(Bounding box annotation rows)
------
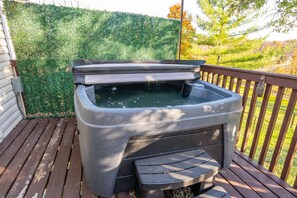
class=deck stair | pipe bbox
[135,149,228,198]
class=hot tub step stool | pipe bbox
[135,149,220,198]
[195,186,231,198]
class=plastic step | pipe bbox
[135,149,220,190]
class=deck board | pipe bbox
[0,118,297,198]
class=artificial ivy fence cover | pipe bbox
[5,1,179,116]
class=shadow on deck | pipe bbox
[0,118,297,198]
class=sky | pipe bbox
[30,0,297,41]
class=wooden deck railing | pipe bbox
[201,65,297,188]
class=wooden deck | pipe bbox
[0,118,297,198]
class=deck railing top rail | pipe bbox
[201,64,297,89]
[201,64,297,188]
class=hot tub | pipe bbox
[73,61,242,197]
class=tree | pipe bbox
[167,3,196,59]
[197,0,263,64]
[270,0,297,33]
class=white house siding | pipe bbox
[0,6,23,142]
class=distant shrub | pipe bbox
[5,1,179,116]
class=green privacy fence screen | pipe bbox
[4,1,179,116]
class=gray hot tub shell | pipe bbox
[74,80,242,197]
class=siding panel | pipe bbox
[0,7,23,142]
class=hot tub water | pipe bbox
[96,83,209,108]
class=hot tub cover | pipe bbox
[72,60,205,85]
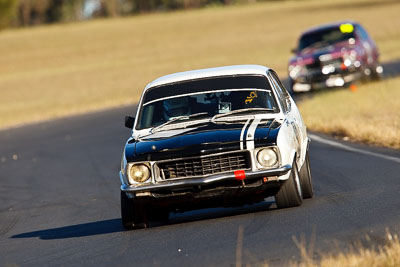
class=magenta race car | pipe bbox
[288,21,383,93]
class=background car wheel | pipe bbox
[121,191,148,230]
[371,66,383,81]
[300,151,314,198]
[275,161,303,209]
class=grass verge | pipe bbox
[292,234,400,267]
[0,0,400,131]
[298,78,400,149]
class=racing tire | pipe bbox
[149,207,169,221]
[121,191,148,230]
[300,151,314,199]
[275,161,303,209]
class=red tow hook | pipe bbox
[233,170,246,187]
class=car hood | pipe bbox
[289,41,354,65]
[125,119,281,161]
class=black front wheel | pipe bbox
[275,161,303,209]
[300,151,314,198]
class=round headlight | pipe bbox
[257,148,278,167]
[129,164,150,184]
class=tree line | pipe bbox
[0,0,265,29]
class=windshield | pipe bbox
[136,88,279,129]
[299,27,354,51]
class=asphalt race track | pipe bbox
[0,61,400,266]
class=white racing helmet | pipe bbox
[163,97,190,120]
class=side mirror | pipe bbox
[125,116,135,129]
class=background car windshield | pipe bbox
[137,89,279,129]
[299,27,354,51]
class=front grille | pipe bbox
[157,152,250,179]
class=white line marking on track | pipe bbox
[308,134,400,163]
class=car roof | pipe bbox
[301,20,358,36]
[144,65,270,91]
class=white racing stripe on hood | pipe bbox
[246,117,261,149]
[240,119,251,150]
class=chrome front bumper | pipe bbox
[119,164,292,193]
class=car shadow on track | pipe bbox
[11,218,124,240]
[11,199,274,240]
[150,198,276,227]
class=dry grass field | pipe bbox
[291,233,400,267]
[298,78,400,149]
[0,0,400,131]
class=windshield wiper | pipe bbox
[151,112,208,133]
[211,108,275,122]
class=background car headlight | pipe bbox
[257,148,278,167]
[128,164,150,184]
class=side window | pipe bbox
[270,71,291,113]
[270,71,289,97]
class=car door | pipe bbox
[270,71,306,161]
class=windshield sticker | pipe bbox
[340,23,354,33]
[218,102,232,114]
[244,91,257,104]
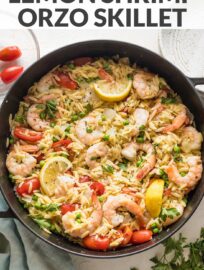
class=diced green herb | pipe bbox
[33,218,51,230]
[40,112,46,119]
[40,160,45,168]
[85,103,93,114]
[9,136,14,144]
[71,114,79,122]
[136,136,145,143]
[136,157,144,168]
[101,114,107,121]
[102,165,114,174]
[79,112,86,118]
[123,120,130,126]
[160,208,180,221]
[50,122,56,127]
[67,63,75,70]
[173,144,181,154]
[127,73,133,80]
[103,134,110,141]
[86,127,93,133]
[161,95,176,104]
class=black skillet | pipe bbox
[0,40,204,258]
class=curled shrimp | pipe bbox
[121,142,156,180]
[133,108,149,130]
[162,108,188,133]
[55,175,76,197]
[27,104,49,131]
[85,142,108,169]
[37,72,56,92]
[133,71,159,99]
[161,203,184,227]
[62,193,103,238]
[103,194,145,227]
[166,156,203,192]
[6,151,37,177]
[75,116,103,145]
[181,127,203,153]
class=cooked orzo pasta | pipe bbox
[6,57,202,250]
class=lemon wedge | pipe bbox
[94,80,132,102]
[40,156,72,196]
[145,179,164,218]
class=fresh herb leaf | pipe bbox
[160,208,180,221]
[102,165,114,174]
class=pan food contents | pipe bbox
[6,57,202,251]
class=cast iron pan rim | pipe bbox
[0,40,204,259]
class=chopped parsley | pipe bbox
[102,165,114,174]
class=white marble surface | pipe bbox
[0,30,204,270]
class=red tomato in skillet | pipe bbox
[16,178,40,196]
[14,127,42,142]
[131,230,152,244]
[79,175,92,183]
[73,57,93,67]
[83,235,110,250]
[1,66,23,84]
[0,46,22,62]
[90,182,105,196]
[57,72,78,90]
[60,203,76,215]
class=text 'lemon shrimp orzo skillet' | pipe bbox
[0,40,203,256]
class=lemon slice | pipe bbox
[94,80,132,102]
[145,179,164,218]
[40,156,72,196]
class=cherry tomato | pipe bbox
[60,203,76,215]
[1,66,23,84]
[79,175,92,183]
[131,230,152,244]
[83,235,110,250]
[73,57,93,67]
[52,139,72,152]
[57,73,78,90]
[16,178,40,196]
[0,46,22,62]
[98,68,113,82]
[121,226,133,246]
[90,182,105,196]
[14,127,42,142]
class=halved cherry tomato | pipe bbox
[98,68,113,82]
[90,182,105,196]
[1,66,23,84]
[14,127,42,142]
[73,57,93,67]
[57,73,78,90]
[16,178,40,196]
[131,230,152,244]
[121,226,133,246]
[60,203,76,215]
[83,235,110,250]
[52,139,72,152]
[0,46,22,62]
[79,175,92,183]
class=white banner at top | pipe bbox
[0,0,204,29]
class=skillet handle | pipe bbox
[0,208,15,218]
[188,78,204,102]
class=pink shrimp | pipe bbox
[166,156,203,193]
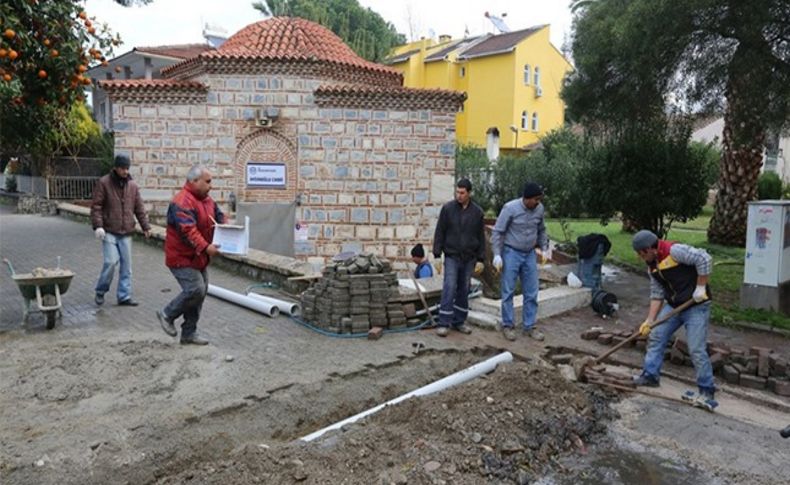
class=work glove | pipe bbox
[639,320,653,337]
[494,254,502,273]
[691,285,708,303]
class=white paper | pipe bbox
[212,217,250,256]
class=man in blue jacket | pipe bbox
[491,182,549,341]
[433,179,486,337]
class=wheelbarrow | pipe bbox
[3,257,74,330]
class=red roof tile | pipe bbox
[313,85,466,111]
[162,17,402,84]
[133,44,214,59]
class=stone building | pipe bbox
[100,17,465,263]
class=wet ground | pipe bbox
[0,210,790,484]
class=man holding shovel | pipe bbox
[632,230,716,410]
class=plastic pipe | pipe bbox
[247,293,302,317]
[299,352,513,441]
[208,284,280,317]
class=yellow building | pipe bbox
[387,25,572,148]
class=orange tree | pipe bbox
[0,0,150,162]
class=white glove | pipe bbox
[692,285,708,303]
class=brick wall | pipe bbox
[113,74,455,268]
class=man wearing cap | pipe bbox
------
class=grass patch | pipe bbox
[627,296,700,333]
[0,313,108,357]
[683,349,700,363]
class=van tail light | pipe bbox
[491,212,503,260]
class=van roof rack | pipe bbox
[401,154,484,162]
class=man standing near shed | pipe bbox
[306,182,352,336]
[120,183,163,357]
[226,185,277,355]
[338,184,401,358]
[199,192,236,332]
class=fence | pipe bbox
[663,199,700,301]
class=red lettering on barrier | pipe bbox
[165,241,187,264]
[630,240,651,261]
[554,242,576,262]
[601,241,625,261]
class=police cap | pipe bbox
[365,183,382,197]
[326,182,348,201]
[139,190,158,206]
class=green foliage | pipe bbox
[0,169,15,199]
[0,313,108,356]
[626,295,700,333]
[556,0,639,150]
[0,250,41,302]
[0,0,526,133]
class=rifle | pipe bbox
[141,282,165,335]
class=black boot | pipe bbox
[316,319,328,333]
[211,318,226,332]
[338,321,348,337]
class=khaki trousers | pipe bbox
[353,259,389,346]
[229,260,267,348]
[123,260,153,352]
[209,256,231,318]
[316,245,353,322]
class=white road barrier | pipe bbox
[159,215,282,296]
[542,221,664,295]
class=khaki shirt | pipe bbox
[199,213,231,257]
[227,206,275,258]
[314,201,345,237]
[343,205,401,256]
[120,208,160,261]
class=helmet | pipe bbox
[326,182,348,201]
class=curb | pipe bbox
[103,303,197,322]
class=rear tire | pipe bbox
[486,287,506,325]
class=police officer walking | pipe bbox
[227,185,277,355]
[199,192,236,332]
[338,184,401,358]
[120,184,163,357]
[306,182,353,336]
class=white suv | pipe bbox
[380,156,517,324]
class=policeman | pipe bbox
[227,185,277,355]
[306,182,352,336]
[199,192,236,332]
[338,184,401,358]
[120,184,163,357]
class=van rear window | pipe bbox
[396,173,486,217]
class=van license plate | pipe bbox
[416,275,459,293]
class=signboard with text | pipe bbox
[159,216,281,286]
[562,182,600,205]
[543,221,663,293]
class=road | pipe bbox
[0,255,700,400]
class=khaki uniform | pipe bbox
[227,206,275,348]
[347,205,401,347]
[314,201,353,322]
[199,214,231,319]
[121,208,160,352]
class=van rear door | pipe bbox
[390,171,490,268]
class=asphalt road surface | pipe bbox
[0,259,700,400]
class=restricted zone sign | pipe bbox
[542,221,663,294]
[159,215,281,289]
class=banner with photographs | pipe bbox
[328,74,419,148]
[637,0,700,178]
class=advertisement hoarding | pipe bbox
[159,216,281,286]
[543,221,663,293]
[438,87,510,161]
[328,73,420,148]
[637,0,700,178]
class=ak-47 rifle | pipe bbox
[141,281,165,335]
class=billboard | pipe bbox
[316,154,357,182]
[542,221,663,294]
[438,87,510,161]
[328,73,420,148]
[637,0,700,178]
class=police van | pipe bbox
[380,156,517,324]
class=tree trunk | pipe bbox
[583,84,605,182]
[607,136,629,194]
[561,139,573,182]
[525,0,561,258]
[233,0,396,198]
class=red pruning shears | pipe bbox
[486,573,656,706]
------
_Task objective_
Present as a numbered list every row above, from the one containing "class=white suv | pipe bbox" down to the one containing "[396,173,486,217]", both included. Omit any blank lines.

_Completed task_
1. class=white suv | pipe bbox
2. [380,156,517,324]
3. class=policeman | pipe bbox
4. [227,185,277,355]
5. [306,182,352,336]
6. [199,192,236,332]
7. [338,184,401,358]
8. [120,184,163,357]
9. class=van rear window | pipe bbox
10. [396,173,486,217]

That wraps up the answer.